(Extract to read)

Within the atmosphere of thoughts

Auguste Petre

Express interview with artist Luca Vanello


From 14 May until 22 June, the (AV17) Gallery in Vilnius is hosting the solo show Moist Muscles Await by Italian-Slovene artist Luca Vanello.

“Humanity’s relentless attempts to control time and this way achieve immortality are reflected in Vanello’s long-term research. The objects exhibited in Moist Muscles Await can be defined as abstract sculptural processes and results of various physical manipulations, emancipated from any kind of symbolism. Functioning as an ecosystem, they escape the anthropocentric vision of the world and enable us to take a fragmental look at the precariousness of existence,” says the annotation at the gallery. By combining various materials and media, Vanello has reflected on his inner beliefs about today and the temporality of existence per se.

Vanello works between Berlin and Brussels and has had eighteen solo exhibitions in Italy, Germany, Belgium, and other countries. In 2013 he was shortlisted for the Schulz-Stübner Preis and in 2015 for the Adrian Carruthers Award. In 2017 Vanello was nominated for the Brachum Kunstpreis.

This project is supported by the Kaunas Logistics Agency and the Italian Cultural Institute in Vilnius.

What is your exhibition Moist Muscles Await about?

(End Extract to read)

*Requirement 1*
According to the interview, in which year was Vanello nominated for the Brachum Kunstpreis?
*Requirement 2*
Reproduce the passage of the interview that begins at the words "This project is" and ends after the words "Muscles Await about?".

(Dataset extract)

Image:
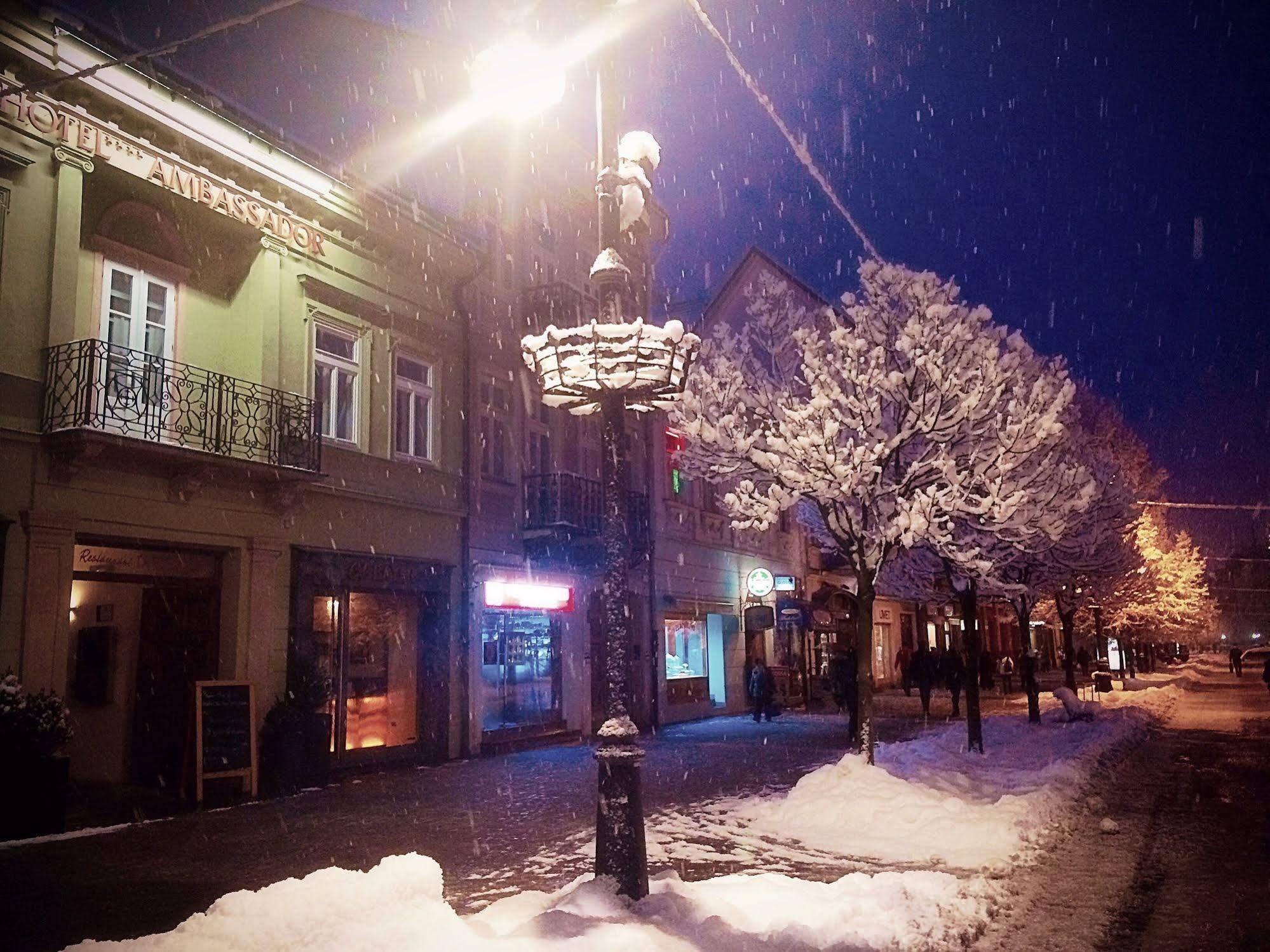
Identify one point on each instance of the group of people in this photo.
(930, 668)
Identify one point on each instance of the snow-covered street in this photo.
(930, 850)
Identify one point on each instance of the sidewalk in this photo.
(1191, 869)
(474, 817)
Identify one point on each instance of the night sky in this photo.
(1053, 156)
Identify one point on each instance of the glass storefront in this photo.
(685, 648)
(520, 669)
(367, 643)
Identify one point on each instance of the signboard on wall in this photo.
(111, 560)
(760, 583)
(71, 127)
(224, 733)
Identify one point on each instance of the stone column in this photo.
(47, 601)
(69, 316)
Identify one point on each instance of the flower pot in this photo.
(33, 796)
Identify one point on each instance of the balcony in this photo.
(563, 516)
(109, 390)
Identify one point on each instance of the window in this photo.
(685, 648)
(413, 408)
(335, 368)
(136, 310)
(493, 431)
(537, 437)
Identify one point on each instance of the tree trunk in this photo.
(1023, 610)
(1069, 622)
(969, 617)
(864, 662)
(620, 848)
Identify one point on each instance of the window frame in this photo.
(502, 415)
(417, 391)
(138, 307)
(337, 363)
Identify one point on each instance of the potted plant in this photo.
(33, 730)
(295, 741)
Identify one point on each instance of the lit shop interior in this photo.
(521, 673)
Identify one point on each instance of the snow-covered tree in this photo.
(1169, 597)
(905, 415)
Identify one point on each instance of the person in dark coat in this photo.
(761, 690)
(987, 666)
(954, 676)
(922, 673)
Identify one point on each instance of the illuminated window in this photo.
(335, 371)
(413, 403)
(685, 648)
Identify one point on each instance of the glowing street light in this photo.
(517, 79)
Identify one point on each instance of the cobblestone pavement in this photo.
(480, 819)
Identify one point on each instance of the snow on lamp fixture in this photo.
(517, 77)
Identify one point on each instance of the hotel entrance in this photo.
(145, 626)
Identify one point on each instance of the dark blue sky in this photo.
(1055, 156)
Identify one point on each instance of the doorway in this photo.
(177, 645)
(374, 647)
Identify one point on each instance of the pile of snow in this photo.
(928, 801)
(398, 907)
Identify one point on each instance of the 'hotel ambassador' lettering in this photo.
(161, 170)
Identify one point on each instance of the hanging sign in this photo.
(71, 127)
(760, 583)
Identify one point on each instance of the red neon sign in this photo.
(525, 594)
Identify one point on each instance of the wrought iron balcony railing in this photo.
(572, 507)
(100, 386)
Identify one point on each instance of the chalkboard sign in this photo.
(225, 733)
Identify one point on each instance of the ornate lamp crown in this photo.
(579, 367)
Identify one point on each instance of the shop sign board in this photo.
(760, 582)
(531, 596)
(74, 128)
(224, 733)
(109, 560)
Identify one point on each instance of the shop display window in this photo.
(685, 648)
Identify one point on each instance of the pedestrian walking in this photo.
(954, 674)
(903, 660)
(1008, 674)
(761, 690)
(922, 673)
(1083, 659)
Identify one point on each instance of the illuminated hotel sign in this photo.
(72, 128)
(524, 594)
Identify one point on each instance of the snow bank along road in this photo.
(947, 837)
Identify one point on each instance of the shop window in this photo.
(520, 669)
(685, 648)
(493, 431)
(413, 408)
(335, 372)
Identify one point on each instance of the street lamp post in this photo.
(610, 366)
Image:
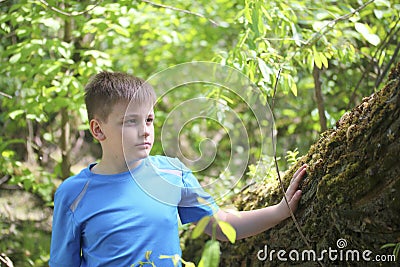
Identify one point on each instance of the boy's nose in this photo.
(146, 130)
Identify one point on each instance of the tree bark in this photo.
(351, 193)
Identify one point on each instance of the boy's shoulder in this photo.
(164, 162)
(73, 184)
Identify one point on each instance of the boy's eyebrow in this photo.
(134, 115)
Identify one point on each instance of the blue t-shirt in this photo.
(114, 220)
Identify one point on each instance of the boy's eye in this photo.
(131, 121)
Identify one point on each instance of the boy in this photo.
(113, 212)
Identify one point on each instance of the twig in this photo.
(72, 14)
(326, 27)
(6, 95)
(385, 71)
(180, 10)
(279, 176)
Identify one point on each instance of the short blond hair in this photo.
(105, 89)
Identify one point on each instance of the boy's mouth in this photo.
(144, 144)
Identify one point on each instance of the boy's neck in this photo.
(105, 168)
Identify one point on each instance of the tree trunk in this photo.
(351, 195)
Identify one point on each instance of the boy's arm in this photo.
(250, 223)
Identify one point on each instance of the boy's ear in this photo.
(95, 129)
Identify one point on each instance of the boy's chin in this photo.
(136, 160)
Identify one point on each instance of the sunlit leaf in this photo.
(366, 32)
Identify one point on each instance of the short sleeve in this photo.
(65, 249)
(190, 209)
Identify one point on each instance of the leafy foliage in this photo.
(48, 51)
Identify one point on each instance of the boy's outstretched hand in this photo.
(252, 222)
(293, 194)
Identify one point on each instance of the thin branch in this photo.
(180, 10)
(279, 176)
(332, 23)
(72, 14)
(381, 47)
(385, 71)
(319, 97)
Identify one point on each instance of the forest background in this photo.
(331, 54)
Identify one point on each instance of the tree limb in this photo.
(72, 14)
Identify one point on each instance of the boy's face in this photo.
(129, 132)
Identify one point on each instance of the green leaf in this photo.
(265, 71)
(317, 58)
(211, 254)
(15, 113)
(324, 60)
(366, 32)
(228, 231)
(15, 58)
(201, 225)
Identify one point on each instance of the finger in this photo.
(294, 201)
(294, 184)
(299, 170)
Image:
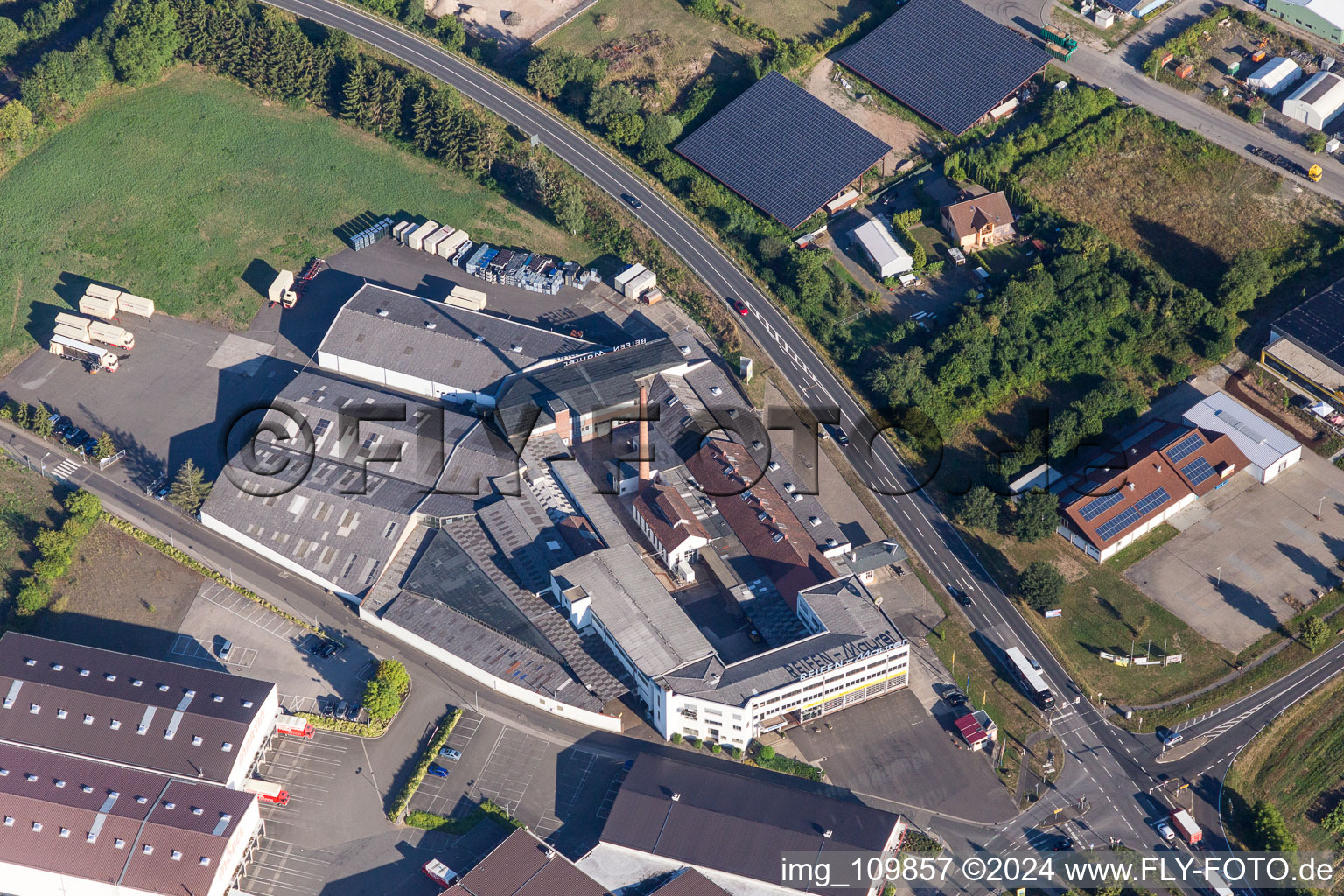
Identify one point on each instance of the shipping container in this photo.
(98, 306)
(102, 291)
(464, 298)
(436, 238)
(112, 335)
(452, 243)
(136, 305)
(416, 240)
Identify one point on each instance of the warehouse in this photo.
(433, 349)
(1323, 18)
(732, 823)
(147, 713)
(87, 828)
(1319, 101)
(947, 60)
(333, 500)
(782, 150)
(1276, 75)
(889, 256)
(1306, 346)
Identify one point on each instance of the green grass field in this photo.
(172, 190)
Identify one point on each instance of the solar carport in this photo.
(947, 60)
(782, 150)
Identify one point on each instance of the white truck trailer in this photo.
(95, 359)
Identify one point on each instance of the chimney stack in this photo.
(644, 436)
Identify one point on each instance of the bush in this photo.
(1040, 584)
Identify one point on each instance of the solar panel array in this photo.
(1318, 324)
(782, 150)
(1095, 509)
(1186, 448)
(1198, 471)
(947, 60)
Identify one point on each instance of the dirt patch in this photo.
(120, 595)
(511, 22)
(905, 137)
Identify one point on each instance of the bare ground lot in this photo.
(120, 595)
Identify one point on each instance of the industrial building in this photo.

(End Dataset extract)

*Problem solution 1*
2017

*Problem solution 2*
This project is supported by the Kaunas Logistics Agency and the Italian Cultural Institute in Vilnius.

What is your exhibition Moist Muscles Await about?